**AIM OF THE TASK**.
In the records that follow, find the line with "positive clicks: (244, 361)"; from there, retype every line exactly through the line with "negative clicks: (258, 368) (261, 354)", which also belongs to the answer.

**Records from a data collection**.
·····

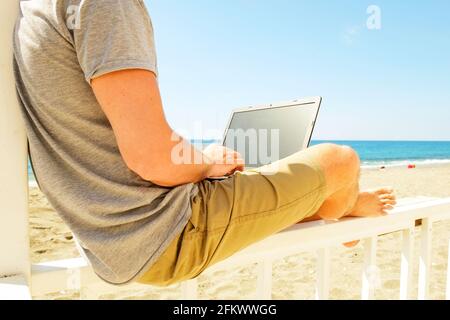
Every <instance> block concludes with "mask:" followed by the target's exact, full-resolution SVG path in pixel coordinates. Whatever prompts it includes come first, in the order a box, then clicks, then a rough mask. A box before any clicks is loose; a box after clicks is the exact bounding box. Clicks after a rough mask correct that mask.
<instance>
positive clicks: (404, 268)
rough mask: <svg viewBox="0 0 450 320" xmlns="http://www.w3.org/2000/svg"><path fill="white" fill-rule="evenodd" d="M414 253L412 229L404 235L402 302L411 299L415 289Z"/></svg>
mask: <svg viewBox="0 0 450 320" xmlns="http://www.w3.org/2000/svg"><path fill="white" fill-rule="evenodd" d="M413 252H414V229H413V228H410V229H407V230H404V231H403V233H402V251H401V255H402V258H401V267H400V300H408V299H411V295H412V287H413Z"/></svg>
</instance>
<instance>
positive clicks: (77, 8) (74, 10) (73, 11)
mask: <svg viewBox="0 0 450 320" xmlns="http://www.w3.org/2000/svg"><path fill="white" fill-rule="evenodd" d="M80 8H81V7H80V6H79V5H70V6H68V7H67V10H66V25H67V28H68V29H69V30H76V29H77V30H78V29H81V14H80Z"/></svg>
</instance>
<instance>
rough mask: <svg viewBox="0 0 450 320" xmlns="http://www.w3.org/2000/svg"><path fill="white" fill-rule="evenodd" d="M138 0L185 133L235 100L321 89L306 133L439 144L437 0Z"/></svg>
mask: <svg viewBox="0 0 450 320" xmlns="http://www.w3.org/2000/svg"><path fill="white" fill-rule="evenodd" d="M146 4H147V8H148V9H149V12H150V15H151V17H152V20H153V26H154V29H155V36H156V45H157V50H158V62H159V72H160V86H161V92H162V95H163V99H164V104H165V110H166V114H167V117H168V119H169V122H170V124H171V125H172V126H173V127H174V128H175V129H176V130H178V131H180V132H181V133H184V132H186V133H185V134H186V135H188V136H189V137H190V138H196V137H197V136H198V133H195V130H194V128H196V127H198V126H200V125H201V126H202V128H203V133H204V135H207V136H208V135H214V134H215V133H213V132H212V131H211V132H208V131H210V130H216V131H217V130H219V133H220V132H221V131H222V130H223V129H224V126H225V125H226V121H227V120H228V117H229V114H230V112H231V110H233V109H235V108H238V107H243V106H247V105H253V104H263V103H270V102H278V101H284V100H291V99H294V98H300V97H305V96H316V95H320V96H322V97H323V98H324V102H323V108H322V111H321V114H320V117H319V123H318V126H317V129H316V131H315V136H314V138H315V139H341V140H342V139H344V140H345V139H358V140H450V124H449V123H450V41H449V39H450V19H449V15H450V1H448V0H434V1H406V0H404V1H400V0H399V1H388V0H386V1H385V0H373V1H360V0H340V1H338V0H334V1H329V0H327V1H325V0H318V1H312V0H310V1H303V0H277V1H275V0H227V1H211V0H192V1H182V0H146ZM370 5H376V6H378V7H379V8H380V10H381V29H379V30H369V29H368V28H367V26H366V21H367V19H368V18H369V14H367V12H366V11H367V8H368V7H369V6H370Z"/></svg>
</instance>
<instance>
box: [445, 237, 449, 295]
mask: <svg viewBox="0 0 450 320" xmlns="http://www.w3.org/2000/svg"><path fill="white" fill-rule="evenodd" d="M445 299H446V300H450V240H449V241H448V255H447V289H446V292H445Z"/></svg>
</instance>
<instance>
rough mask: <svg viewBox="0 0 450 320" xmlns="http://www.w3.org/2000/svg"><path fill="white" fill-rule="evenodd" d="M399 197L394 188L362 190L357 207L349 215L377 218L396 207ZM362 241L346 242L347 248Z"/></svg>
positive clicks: (346, 245)
mask: <svg viewBox="0 0 450 320" xmlns="http://www.w3.org/2000/svg"><path fill="white" fill-rule="evenodd" d="M396 204H397V198H396V196H395V193H394V189H392V188H380V189H375V190H370V191H364V192H361V193H360V194H359V196H358V200H357V201H356V205H355V208H353V210H352V212H351V213H350V214H349V215H348V216H349V217H370V218H376V217H381V216H385V215H387V213H388V211H390V210H392V209H394V206H395V205H396ZM359 242H360V241H359V240H356V241H352V242H347V243H344V246H346V247H347V248H353V247H355V246H356V245H358V243H359Z"/></svg>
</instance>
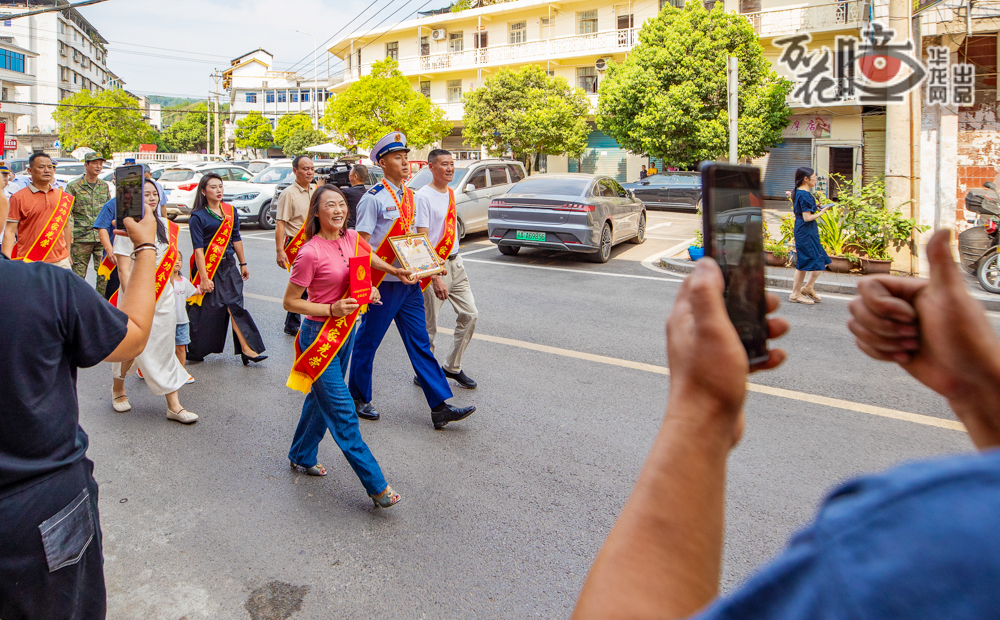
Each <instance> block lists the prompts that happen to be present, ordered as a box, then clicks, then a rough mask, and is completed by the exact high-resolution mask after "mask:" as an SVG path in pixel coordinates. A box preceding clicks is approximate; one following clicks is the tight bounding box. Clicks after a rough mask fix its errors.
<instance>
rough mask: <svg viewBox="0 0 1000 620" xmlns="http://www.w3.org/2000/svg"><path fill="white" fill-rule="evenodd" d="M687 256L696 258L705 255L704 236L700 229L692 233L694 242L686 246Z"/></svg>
mask: <svg viewBox="0 0 1000 620" xmlns="http://www.w3.org/2000/svg"><path fill="white" fill-rule="evenodd" d="M688 256H690V257H691V260H698V259H699V258H703V257H704V256H705V237H704V236H703V235H702V233H701V231H700V230H697V231H695V233H694V243H692V244H691V245H689V246H688Z"/></svg>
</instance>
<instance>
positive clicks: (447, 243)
mask: <svg viewBox="0 0 1000 620" xmlns="http://www.w3.org/2000/svg"><path fill="white" fill-rule="evenodd" d="M457 225H458V209H457V208H456V207H455V192H454V191H453V190H452V189H451V188H450V187H449V188H448V213H447V214H446V215H445V216H444V228H443V232H442V233H441V240H440V241H438V244H437V246H436V247H435V248H434V254H436V255H437V256H438V257H439V258H440V259H441V262H442V263H444V261H446V260H448V257H449V256H451V253H452V252H453V251H454V250H455V226H457ZM430 283H431V279H430V278H424V279H423V280H421V281H420V290H422V291H425V290H427V286H428V285H430Z"/></svg>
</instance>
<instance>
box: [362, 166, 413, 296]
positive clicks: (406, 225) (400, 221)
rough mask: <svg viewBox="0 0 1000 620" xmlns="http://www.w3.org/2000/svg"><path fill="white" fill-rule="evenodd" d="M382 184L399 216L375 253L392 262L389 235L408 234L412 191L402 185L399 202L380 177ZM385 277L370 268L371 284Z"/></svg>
mask: <svg viewBox="0 0 1000 620" xmlns="http://www.w3.org/2000/svg"><path fill="white" fill-rule="evenodd" d="M382 184H383V185H384V186H385V189H386V190H387V191H388V192H389V195H390V196H392V201H393V202H395V203H396V208H397V209H398V210H399V217H397V218H396V221H395V222H393V223H392V228H390V229H389V232H387V233H386V234H385V237H383V238H382V243H380V244H379V246H378V249H376V250H375V255H376V256H378V257H379V258H381V259H382V260H384V261H385V262H386V263H388V264H390V265H391V264H392V263H393V261H395V260H396V252H394V251H393V249H392V244H391V243H389V239H390V238H391V237H399V236H400V235H408V234H410V228H411V227H412V226H413V216H414V212H415V211H416V209H415V207H414V204H413V191H412V190H411V189H410V188H409V187H406V186H405V185H404V186H403V202H402V203H400V202H399V199H397V198H396V192H394V191H393V189H392V188H391V187H389V184H388V183H387V182H386V180H385V179H382ZM384 277H385V272H384V271H380V270H378V269H372V286H375V287H377V286H378V285H379V284H381V283H382V278H384Z"/></svg>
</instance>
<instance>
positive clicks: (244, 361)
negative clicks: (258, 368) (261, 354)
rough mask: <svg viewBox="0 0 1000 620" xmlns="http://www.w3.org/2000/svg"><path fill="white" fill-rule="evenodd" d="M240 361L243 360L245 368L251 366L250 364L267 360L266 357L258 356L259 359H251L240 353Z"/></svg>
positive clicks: (246, 356)
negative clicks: (251, 362) (250, 365)
mask: <svg viewBox="0 0 1000 620" xmlns="http://www.w3.org/2000/svg"><path fill="white" fill-rule="evenodd" d="M240 359H242V360H243V365H244V366H249V365H250V362H263V361H264V360H266V359H267V356H266V355H258V356H257V357H250V356H249V355H247V354H246V353H240Z"/></svg>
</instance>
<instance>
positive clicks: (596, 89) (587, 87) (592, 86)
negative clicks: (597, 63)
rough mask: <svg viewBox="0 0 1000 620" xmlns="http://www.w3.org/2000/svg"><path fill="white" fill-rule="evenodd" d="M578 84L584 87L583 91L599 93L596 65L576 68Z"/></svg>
mask: <svg viewBox="0 0 1000 620" xmlns="http://www.w3.org/2000/svg"><path fill="white" fill-rule="evenodd" d="M576 85H577V86H579V87H580V88H582V89H583V92H585V93H589V94H591V95H596V94H597V69H595V68H594V67H577V68H576Z"/></svg>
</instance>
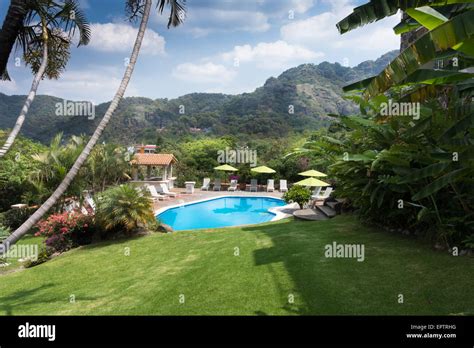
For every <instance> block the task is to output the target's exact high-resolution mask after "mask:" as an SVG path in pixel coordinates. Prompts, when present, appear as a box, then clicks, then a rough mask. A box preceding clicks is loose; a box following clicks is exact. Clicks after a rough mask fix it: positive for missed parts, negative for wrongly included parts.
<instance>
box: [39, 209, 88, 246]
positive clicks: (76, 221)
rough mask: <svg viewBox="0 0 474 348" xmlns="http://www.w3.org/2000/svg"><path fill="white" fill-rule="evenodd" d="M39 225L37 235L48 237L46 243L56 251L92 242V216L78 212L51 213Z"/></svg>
mask: <svg viewBox="0 0 474 348" xmlns="http://www.w3.org/2000/svg"><path fill="white" fill-rule="evenodd" d="M37 227H38V232H36V234H35V235H36V236H43V237H46V240H45V243H46V245H47V246H48V247H51V248H53V249H54V250H55V251H66V250H68V249H71V248H73V247H77V246H79V245H84V244H90V243H91V241H92V235H93V233H94V224H93V219H92V217H90V216H87V215H84V214H81V213H77V212H72V213H68V212H64V213H61V214H53V215H50V216H49V217H48V218H47V219H45V220H42V221H40V222H38V224H37Z"/></svg>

·····

**WRITTEN ANSWER**.
positive clicks: (244, 361)
negative clicks: (258, 368) (261, 354)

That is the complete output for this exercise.